◆ PROBLEM TO WORK ON
As soon as the line containing "outline --target=exhaust stack" appears, copy it and every following line word for word until the records end.

━━━ DATA UNDER STUDY

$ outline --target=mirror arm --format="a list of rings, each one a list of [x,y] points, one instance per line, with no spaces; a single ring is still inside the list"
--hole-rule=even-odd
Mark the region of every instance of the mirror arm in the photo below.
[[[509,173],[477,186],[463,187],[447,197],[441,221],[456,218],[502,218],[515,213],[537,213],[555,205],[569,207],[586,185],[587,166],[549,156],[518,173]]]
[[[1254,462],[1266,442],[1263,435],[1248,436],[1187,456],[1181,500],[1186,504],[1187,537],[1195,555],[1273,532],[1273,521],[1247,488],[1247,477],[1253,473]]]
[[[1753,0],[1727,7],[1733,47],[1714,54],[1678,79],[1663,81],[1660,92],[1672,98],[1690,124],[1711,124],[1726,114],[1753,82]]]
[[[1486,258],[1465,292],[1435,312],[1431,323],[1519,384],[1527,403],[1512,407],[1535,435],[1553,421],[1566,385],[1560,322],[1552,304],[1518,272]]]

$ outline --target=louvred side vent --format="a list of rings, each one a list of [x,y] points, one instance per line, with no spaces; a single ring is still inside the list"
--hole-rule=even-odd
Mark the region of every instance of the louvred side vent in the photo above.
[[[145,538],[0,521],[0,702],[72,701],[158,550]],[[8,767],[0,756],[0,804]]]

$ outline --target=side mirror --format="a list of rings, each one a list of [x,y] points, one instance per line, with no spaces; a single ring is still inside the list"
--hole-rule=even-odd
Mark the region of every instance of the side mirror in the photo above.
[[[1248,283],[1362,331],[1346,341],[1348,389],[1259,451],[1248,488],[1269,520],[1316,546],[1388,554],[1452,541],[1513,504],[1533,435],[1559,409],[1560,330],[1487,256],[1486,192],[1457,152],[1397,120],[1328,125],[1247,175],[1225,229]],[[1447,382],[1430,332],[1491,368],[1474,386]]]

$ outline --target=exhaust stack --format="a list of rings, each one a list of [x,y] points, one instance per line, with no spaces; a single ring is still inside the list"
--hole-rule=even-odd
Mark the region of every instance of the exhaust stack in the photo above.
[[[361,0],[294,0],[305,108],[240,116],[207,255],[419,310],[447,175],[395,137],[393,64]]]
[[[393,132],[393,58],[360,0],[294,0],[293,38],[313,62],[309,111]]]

━━━━━━

◆ THE ANSWER
$ outline --target=exhaust stack --format="a list of rings, each one a list of [x,y] points, one instance per line, with no spaces; a single ring is still inside the list"
--hole-rule=even-odd
Mark the region of every instance of the exhaust stack in the photo above.
[[[361,0],[294,0],[305,108],[240,116],[207,255],[419,310],[447,175],[395,137],[393,64]]]
[[[393,132],[393,58],[360,0],[294,0],[293,38],[313,62],[309,111]]]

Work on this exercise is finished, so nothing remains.